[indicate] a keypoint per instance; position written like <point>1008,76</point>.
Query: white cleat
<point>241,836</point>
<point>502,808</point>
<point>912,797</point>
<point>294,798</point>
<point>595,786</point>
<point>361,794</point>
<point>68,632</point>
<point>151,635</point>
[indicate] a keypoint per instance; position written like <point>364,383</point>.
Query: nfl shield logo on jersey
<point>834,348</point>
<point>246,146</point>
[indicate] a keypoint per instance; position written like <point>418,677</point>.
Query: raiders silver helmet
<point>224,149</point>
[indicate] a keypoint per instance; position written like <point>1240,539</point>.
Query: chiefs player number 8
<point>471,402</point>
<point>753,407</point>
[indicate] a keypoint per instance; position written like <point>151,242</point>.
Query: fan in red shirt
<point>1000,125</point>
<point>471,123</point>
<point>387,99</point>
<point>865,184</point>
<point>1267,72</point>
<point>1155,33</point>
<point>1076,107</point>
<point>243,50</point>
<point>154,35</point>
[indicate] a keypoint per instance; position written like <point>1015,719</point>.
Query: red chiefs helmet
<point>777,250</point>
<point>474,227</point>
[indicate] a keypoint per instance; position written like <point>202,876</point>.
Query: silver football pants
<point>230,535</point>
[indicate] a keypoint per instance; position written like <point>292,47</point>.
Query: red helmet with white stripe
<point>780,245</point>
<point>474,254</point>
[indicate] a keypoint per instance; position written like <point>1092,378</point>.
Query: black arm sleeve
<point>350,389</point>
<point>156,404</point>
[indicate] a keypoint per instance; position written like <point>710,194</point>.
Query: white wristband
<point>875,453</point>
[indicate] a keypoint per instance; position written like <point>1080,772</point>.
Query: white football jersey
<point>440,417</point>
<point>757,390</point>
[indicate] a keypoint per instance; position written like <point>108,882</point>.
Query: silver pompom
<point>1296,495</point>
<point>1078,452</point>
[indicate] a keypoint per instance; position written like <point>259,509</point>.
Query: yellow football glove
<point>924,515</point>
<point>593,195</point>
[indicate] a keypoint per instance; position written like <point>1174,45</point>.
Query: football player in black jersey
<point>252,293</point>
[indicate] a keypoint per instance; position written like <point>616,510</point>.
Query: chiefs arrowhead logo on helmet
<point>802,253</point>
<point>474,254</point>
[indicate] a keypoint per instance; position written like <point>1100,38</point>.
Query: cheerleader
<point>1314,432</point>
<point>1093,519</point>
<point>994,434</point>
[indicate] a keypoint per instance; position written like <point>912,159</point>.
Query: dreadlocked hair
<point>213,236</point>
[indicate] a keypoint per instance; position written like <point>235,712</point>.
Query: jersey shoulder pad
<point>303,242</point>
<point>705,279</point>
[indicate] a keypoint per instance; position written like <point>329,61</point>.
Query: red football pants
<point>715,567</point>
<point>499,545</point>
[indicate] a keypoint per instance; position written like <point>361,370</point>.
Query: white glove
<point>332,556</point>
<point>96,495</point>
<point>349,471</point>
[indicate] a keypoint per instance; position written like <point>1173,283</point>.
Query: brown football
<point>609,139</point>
* * * * * * *
* Exercise prompt: Could you rewrite everything from the first of the lines down to the line containing "<point>156,404</point>", including that line, with "helmet" replaced by "headgear" and nothing else changed?

* Problem solution:
[indicate] a keypoint per instance; position written like <point>1008,76</point>.
Query: white cleat
<point>241,836</point>
<point>502,808</point>
<point>912,797</point>
<point>294,798</point>
<point>595,786</point>
<point>361,794</point>
<point>68,632</point>
<point>151,635</point>
[indicate] a keypoint per instance; position written like <point>364,383</point>.
Query: nfl shield logo on jersey
<point>834,348</point>
<point>246,146</point>
[indicate] a keypoint per instance; position written like <point>418,677</point>.
Query: raiders silver headgear
<point>224,149</point>
[indicate] a keypoint per instance; position written like <point>1240,539</point>.
Query: chiefs player number 8
<point>471,402</point>
<point>753,407</point>
[indicate] a keypoint per instance; position written like <point>151,242</point>.
Query: fan in red shirt
<point>1000,125</point>
<point>471,123</point>
<point>387,99</point>
<point>865,184</point>
<point>1267,72</point>
<point>1155,33</point>
<point>1076,107</point>
<point>243,50</point>
<point>154,35</point>
[indicate] a keypoint per instance; position written like <point>1015,719</point>.
Query: red chiefs headgear
<point>777,250</point>
<point>474,227</point>
[indicate] a keypoint per instance; position written like <point>202,876</point>.
Query: silver football pants
<point>230,535</point>
[indicate] a keypoint per instance; position written like <point>292,47</point>.
Query: red headgear with white stripe
<point>780,245</point>
<point>474,254</point>
[indicate] a keypoint per instance; position written like <point>1092,378</point>.
Query: black arm sleeve
<point>350,389</point>
<point>156,404</point>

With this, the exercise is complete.